──────── Dataset entries ────────

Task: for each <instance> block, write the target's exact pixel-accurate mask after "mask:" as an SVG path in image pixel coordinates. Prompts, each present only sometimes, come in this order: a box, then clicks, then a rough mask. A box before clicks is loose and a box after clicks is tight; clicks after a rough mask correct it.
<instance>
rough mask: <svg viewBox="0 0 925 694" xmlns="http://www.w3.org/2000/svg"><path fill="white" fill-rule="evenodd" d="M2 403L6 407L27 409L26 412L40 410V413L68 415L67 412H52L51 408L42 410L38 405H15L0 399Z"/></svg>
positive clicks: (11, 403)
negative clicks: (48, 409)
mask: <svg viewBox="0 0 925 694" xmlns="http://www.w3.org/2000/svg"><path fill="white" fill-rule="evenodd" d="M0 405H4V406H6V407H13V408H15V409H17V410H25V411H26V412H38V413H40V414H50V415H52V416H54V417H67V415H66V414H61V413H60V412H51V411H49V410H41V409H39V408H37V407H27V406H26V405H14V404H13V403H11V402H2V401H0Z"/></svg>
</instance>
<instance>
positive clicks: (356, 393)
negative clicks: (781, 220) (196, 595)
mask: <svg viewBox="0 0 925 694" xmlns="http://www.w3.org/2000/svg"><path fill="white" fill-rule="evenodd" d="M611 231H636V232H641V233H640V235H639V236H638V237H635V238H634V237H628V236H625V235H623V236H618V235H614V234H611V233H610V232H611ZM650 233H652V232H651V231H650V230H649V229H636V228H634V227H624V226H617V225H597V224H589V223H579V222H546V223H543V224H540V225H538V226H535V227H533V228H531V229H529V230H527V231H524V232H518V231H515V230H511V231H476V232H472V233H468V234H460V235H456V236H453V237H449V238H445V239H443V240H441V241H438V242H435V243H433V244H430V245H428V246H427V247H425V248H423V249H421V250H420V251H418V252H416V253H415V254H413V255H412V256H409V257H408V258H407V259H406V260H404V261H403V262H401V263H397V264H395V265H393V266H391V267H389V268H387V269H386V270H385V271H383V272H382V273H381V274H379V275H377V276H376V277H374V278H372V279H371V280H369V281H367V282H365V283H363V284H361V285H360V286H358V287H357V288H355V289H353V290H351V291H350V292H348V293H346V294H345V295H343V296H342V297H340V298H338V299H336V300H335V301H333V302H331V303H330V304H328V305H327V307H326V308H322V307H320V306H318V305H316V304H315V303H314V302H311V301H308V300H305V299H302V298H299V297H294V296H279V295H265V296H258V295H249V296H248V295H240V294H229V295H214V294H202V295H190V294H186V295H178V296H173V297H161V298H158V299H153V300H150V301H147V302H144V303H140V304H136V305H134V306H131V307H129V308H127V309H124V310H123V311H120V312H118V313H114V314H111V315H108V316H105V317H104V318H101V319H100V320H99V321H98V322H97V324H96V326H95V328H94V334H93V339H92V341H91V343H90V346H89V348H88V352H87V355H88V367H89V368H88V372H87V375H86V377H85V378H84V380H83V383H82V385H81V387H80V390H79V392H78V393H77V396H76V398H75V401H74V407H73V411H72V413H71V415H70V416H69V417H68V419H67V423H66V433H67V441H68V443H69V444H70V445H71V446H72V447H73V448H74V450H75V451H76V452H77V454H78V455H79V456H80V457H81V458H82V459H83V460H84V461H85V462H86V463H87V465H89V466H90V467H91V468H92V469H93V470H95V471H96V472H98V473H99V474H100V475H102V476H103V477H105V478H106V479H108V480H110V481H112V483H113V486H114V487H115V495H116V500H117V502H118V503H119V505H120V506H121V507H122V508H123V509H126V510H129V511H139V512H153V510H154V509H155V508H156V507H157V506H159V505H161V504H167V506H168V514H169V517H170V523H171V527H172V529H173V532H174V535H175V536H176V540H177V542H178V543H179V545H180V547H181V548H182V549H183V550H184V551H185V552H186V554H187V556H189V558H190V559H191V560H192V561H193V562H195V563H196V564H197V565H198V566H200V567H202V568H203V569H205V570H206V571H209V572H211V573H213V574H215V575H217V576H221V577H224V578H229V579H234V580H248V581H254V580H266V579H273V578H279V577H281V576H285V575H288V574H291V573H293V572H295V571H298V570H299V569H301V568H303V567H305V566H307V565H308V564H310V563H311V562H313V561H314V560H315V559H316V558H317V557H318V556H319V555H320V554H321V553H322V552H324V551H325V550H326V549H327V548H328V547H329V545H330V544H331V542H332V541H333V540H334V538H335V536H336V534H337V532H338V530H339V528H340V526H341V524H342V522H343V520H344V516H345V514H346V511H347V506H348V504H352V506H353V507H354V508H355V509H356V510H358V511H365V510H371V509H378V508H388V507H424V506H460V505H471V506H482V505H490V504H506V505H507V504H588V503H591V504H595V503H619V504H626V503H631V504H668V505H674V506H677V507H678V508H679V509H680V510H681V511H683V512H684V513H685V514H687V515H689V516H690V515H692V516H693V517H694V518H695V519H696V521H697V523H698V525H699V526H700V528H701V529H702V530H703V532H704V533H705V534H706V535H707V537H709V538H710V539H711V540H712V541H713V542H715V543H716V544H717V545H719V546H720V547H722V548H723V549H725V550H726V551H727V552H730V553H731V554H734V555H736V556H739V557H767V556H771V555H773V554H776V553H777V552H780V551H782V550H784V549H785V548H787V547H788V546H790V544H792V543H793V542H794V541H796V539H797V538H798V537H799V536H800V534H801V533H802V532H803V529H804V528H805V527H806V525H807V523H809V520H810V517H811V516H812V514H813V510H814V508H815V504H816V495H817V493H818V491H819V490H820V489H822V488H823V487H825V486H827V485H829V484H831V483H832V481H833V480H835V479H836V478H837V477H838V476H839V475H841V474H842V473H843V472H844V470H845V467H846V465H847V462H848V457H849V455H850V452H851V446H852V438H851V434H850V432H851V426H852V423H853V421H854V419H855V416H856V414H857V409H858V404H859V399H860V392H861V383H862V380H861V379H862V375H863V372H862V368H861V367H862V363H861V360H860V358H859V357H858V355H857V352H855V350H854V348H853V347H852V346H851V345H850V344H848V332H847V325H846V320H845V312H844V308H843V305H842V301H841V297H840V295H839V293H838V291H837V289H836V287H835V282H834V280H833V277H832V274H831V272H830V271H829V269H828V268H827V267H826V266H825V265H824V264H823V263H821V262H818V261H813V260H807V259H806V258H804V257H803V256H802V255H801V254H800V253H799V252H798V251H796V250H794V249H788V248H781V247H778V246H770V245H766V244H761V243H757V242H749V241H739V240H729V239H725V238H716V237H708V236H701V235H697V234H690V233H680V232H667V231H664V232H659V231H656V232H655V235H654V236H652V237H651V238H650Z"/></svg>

────────

Problem requirements
Return every line of the records that contains the string "negative", matching case exactly.

Completed exercise
negative clicks: (48, 409)
negative clicks: (781, 220) (196, 595)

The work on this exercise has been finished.